Work order: Your answer must consist of the lines running from the one that holds "For this drill the class indicates the peat" to the end of the data, copied exactly.

** Opening Material for this exercise block **

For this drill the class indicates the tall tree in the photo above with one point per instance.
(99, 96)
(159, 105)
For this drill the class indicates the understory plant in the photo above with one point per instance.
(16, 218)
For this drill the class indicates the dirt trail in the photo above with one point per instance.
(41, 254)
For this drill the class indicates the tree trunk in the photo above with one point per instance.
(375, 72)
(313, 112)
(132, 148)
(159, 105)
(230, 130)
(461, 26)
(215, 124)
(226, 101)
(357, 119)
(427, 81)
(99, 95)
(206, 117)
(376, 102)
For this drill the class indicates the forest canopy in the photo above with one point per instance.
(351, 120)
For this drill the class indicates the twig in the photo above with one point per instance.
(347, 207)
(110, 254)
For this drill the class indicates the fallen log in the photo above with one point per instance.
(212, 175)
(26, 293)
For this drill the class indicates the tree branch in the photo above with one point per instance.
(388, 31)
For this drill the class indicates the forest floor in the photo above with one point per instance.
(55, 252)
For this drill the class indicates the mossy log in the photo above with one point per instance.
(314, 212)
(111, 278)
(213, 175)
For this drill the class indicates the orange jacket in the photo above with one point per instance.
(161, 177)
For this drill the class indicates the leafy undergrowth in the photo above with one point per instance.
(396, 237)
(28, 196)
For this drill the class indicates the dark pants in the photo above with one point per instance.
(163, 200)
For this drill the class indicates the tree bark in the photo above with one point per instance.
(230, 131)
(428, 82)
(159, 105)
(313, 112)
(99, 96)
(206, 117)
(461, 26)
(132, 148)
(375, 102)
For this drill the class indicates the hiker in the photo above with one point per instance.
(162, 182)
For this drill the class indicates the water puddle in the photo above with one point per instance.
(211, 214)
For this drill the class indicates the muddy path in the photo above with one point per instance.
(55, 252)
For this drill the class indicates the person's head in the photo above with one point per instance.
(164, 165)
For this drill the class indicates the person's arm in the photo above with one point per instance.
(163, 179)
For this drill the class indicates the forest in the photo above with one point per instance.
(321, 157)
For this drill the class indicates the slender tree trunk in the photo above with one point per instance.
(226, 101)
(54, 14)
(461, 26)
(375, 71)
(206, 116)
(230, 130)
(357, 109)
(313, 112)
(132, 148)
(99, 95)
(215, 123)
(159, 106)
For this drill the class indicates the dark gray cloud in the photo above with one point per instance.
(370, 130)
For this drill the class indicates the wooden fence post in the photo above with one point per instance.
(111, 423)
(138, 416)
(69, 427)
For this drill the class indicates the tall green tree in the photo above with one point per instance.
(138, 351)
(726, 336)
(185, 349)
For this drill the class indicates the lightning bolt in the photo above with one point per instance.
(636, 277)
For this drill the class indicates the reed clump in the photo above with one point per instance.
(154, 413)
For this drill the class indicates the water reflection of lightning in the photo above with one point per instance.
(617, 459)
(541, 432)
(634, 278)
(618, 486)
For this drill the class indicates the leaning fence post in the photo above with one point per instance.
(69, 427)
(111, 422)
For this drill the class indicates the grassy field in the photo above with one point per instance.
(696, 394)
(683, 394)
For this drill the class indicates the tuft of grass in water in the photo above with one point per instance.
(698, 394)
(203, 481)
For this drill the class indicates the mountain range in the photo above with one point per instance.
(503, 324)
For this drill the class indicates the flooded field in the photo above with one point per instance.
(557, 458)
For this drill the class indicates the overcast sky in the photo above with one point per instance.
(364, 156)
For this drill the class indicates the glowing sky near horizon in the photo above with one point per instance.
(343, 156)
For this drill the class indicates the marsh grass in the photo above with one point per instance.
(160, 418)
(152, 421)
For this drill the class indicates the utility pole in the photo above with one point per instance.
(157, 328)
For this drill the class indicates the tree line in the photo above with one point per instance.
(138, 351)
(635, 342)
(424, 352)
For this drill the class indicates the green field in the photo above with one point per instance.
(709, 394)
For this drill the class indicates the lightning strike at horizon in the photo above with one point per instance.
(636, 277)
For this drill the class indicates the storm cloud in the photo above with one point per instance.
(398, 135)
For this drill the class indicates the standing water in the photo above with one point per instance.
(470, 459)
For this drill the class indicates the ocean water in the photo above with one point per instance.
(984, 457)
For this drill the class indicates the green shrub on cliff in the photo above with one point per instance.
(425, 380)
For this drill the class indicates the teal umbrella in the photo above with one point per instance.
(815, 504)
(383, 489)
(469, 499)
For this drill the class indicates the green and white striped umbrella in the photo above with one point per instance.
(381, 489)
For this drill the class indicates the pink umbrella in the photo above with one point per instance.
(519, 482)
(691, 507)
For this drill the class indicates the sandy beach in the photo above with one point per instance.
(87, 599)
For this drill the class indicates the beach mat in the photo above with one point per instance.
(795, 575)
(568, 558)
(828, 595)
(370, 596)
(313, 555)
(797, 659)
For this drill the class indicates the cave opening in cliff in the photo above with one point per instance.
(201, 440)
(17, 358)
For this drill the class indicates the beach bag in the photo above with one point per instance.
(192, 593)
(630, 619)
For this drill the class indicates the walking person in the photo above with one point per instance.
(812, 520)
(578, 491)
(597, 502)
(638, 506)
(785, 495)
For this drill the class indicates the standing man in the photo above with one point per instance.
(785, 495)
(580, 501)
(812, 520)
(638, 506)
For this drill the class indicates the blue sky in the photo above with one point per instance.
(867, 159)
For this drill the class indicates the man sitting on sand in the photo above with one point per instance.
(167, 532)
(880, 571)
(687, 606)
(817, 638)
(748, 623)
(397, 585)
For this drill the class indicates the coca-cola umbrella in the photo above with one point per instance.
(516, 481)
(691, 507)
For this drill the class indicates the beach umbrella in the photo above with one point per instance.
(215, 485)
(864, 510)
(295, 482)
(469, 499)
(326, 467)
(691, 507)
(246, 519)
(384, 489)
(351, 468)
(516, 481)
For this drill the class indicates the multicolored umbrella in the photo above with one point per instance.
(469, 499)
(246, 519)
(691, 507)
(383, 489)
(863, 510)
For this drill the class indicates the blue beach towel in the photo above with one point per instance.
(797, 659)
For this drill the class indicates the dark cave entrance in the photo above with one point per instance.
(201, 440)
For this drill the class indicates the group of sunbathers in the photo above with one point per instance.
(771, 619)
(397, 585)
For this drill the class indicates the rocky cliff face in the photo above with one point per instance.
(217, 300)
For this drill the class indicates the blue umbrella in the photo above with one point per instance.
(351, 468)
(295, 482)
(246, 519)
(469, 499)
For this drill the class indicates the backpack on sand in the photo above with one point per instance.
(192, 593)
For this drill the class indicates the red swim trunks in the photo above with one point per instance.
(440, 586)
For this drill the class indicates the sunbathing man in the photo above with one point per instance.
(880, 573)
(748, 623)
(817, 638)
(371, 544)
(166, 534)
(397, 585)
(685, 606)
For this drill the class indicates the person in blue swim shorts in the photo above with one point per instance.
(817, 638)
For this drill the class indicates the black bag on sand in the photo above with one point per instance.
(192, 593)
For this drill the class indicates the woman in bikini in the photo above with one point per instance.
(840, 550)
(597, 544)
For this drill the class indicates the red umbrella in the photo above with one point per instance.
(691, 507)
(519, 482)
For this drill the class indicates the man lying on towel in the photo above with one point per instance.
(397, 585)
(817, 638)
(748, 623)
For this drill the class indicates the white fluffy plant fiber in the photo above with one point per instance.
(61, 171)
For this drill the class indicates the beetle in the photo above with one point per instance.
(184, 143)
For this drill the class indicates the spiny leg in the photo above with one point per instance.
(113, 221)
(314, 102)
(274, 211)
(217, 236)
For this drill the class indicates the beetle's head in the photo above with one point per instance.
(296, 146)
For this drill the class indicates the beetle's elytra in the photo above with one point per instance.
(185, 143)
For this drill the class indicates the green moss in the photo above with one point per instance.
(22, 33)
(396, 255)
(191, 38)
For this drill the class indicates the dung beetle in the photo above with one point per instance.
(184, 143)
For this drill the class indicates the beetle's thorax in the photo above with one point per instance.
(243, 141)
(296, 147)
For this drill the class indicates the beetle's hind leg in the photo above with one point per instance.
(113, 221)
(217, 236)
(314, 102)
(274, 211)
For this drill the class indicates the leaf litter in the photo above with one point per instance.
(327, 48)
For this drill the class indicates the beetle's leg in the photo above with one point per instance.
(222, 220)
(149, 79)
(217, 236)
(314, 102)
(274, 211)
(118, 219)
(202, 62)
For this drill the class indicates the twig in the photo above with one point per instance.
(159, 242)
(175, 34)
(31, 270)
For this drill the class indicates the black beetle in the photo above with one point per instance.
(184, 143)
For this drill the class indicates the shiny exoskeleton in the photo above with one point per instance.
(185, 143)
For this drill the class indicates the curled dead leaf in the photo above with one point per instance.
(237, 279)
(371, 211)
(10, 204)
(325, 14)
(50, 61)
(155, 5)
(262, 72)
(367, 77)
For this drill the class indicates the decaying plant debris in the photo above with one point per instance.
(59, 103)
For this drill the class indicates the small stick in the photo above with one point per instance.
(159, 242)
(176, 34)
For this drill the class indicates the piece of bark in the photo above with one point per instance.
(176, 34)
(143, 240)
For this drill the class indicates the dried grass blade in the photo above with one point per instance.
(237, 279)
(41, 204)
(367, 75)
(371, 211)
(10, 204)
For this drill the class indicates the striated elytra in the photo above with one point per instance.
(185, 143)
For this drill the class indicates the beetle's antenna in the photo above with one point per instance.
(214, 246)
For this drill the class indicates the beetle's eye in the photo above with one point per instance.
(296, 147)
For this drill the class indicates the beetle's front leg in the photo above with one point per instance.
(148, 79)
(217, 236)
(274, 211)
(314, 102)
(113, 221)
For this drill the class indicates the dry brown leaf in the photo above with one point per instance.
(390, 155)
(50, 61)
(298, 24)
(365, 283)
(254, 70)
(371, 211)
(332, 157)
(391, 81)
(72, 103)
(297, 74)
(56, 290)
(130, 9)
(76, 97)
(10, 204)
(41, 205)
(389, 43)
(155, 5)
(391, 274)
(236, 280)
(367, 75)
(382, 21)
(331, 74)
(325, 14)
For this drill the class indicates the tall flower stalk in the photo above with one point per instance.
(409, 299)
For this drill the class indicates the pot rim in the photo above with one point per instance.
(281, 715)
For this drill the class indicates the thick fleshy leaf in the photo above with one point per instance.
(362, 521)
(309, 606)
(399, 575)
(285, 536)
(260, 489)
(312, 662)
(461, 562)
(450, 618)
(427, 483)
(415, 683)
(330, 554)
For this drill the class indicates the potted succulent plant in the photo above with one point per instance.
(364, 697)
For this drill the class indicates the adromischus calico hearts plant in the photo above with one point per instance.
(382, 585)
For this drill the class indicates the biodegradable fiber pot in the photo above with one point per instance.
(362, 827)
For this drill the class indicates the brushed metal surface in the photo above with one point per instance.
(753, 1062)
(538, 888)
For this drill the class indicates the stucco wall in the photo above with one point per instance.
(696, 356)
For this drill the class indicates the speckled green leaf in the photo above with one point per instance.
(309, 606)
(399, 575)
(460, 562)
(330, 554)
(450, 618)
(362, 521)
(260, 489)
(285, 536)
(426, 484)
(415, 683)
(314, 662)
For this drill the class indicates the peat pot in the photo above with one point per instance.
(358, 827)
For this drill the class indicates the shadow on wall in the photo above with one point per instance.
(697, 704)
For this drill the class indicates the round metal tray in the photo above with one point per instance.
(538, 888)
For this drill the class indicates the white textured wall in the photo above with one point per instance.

** Closing Material for this exercise block **

Answer box:
For this drill the class indicates the peat pot in the photo above with one point per instance.
(358, 827)
For this drill the class indicates the shadow on wall in the photo above with one point per instance.
(697, 704)
For this drill the class indicates the round metal tray in the photo above with one point per instance.
(538, 888)
For this drill the class indicates the white textured wall in the photo above with one point per instance.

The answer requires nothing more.